Named region outline records
= = =

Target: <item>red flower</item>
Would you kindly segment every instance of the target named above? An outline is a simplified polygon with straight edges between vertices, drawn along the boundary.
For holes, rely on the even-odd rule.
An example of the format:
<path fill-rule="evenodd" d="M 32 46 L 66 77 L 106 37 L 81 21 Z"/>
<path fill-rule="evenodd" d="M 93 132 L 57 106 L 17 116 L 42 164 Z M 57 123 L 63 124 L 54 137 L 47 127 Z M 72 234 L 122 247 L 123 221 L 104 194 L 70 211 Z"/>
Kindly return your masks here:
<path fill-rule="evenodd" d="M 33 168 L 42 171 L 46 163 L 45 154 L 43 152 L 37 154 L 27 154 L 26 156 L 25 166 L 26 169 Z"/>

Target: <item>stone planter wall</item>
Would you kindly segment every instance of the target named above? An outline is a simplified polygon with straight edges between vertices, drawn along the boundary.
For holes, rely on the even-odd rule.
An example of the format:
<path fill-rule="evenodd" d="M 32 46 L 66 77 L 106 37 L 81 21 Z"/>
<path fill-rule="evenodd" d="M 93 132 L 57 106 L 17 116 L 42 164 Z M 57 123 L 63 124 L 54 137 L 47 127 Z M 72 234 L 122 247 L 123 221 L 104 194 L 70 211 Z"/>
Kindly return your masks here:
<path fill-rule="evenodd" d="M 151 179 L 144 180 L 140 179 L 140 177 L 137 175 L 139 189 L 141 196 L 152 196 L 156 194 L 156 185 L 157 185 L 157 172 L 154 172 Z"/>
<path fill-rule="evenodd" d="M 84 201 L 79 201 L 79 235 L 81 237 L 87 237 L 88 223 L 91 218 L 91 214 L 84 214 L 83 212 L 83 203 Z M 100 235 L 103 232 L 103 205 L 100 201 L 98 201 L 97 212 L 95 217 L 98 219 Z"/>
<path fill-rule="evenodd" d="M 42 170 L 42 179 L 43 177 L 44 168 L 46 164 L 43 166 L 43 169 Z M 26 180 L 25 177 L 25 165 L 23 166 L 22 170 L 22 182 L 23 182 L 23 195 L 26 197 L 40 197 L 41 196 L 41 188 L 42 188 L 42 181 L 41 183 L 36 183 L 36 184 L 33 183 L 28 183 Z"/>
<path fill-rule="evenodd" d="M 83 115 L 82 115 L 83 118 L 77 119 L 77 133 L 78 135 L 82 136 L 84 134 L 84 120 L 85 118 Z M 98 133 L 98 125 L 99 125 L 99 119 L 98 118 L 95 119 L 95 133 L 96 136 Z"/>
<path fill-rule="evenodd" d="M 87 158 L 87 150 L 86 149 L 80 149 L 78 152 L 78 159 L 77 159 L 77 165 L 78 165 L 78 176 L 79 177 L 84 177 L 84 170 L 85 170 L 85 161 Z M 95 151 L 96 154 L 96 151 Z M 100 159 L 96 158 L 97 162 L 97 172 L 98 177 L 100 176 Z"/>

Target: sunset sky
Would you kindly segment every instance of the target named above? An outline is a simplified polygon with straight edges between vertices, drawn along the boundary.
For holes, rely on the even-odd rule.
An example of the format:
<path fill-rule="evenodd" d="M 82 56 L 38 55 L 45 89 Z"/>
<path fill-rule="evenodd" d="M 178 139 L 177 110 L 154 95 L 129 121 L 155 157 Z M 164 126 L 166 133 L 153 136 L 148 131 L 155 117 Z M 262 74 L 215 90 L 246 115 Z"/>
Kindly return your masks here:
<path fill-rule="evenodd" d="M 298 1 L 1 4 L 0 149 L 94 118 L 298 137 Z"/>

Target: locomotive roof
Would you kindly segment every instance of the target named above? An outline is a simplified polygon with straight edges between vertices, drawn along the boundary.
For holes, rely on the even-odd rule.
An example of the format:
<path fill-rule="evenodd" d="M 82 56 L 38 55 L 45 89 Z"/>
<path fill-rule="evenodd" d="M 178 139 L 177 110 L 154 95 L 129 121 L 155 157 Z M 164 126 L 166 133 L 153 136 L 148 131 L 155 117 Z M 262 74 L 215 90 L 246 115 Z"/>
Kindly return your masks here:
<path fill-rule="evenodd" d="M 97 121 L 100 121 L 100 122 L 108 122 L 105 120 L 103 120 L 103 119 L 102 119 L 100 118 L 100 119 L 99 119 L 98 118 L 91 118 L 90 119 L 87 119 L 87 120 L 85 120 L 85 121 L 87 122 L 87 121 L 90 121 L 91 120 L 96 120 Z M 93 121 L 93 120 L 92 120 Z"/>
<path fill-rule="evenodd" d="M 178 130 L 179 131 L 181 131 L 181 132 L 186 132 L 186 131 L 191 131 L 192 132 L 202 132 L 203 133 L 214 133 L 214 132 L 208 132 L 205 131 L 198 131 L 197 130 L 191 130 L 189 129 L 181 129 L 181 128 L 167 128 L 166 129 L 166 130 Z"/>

= = =

Could you return every one of the records above word for word, with nothing changed?

▸ Full answer
Target: <item>red flower</item>
Would you kindly segment every instance of the target named above? An outline is a simplified polygon with straight edges between vertices, drawn along the boundary.
For holes, rely on the even-odd rule.
An example of the format:
<path fill-rule="evenodd" d="M 32 46 L 66 77 L 106 37 L 81 21 Z"/>
<path fill-rule="evenodd" d="M 93 132 L 57 106 L 17 116 L 42 164 Z M 57 123 L 63 124 L 54 137 L 47 127 Z M 72 234 L 122 247 L 123 221 L 104 194 L 70 211 Z"/>
Kindly return your masks here:
<path fill-rule="evenodd" d="M 33 168 L 42 171 L 46 163 L 45 154 L 43 152 L 37 154 L 27 154 L 26 156 L 25 166 L 26 169 Z"/>

Target: <item>stone planter wall</item>
Would you kindly segment every instance of the target named above? An outline is a simplified polygon with straight edges between vertices, drawn along the boundary.
For holes, rely on the even-odd rule.
An example of the format:
<path fill-rule="evenodd" d="M 32 46 L 66 77 L 106 37 L 81 21 Z"/>
<path fill-rule="evenodd" d="M 93 132 L 57 106 L 17 116 L 42 164 Z M 57 123 L 63 124 L 54 137 L 47 127 Z M 72 234 L 122 247 L 123 221 L 104 194 L 70 211 Z"/>
Kindly return your masks here:
<path fill-rule="evenodd" d="M 151 179 L 144 180 L 140 179 L 140 177 L 137 175 L 139 189 L 141 196 L 152 196 L 156 194 L 156 185 L 157 185 L 157 172 L 154 172 Z"/>
<path fill-rule="evenodd" d="M 84 201 L 79 201 L 79 235 L 81 237 L 87 237 L 88 223 L 91 218 L 91 214 L 84 214 L 83 212 L 83 203 Z M 100 235 L 103 232 L 103 205 L 100 201 L 98 201 L 97 212 L 95 217 L 98 219 Z"/>
<path fill-rule="evenodd" d="M 42 170 L 42 179 L 43 177 L 44 168 L 46 164 L 43 166 L 43 169 Z M 26 180 L 25 177 L 25 165 L 23 166 L 22 170 L 22 182 L 23 182 L 23 195 L 26 197 L 40 197 L 41 196 L 41 188 L 42 188 L 42 181 L 41 183 L 36 183 L 36 184 L 33 183 L 28 183 Z"/>
<path fill-rule="evenodd" d="M 83 115 L 82 115 L 83 118 L 77 119 L 77 133 L 78 135 L 82 136 L 84 134 L 84 120 L 85 118 Z M 98 133 L 98 125 L 99 125 L 99 119 L 98 118 L 95 119 L 95 133 L 96 136 Z"/>
<path fill-rule="evenodd" d="M 87 158 L 87 150 L 86 149 L 80 149 L 78 152 L 78 159 L 77 159 L 77 165 L 78 165 L 78 176 L 79 177 L 84 177 L 84 170 L 85 170 L 85 161 Z M 95 151 L 96 154 L 96 151 Z M 100 159 L 96 158 L 97 162 L 97 172 L 98 177 L 100 176 Z"/>

Target: sunset sky
Would you kindly segment every instance of the target named above? An outline is a simplified polygon with straight edges between vertices, drawn along the boundary.
For holes, rely on the even-odd rule.
An example of the format:
<path fill-rule="evenodd" d="M 82 56 L 38 55 L 45 89 Z"/>
<path fill-rule="evenodd" d="M 178 139 L 177 110 L 154 95 L 129 121 L 155 157 Z M 164 126 L 166 133 L 153 136 L 148 131 L 155 117 Z M 262 74 L 215 90 L 246 115 Z"/>
Kindly return your masks here:
<path fill-rule="evenodd" d="M 298 1 L 1 4 L 0 149 L 94 118 L 298 137 Z"/>

Target: locomotive roof
Would you kindly segment every instance of the target named above? An outline is a simplified polygon with straight edges between vertices, drawn along the boundary.
For holes, rely on the even-odd rule.
An example of the format:
<path fill-rule="evenodd" d="M 82 56 L 38 55 L 45 89 Z"/>
<path fill-rule="evenodd" d="M 178 139 L 177 110 L 154 95 L 129 121 L 155 157 Z M 164 126 L 166 133 L 153 136 L 148 131 L 155 117 Z M 262 74 L 215 90 L 246 115 Z"/>
Kindly return your masks here:
<path fill-rule="evenodd" d="M 97 121 L 100 121 L 100 122 L 108 122 L 105 120 L 103 120 L 103 119 L 102 119 L 100 118 L 100 119 L 99 119 L 98 118 L 91 118 L 90 119 L 87 119 L 87 120 L 85 120 L 85 121 L 87 122 L 87 121 L 90 121 L 91 120 L 96 120 Z M 93 121 L 93 120 L 92 120 Z"/>
<path fill-rule="evenodd" d="M 178 130 L 179 131 L 181 131 L 181 132 L 186 132 L 186 131 L 191 131 L 192 132 L 202 132 L 203 133 L 214 133 L 214 132 L 208 132 L 205 131 L 198 131 L 197 130 L 191 130 L 189 129 L 181 129 L 181 128 L 167 128 L 166 129 L 166 130 Z"/>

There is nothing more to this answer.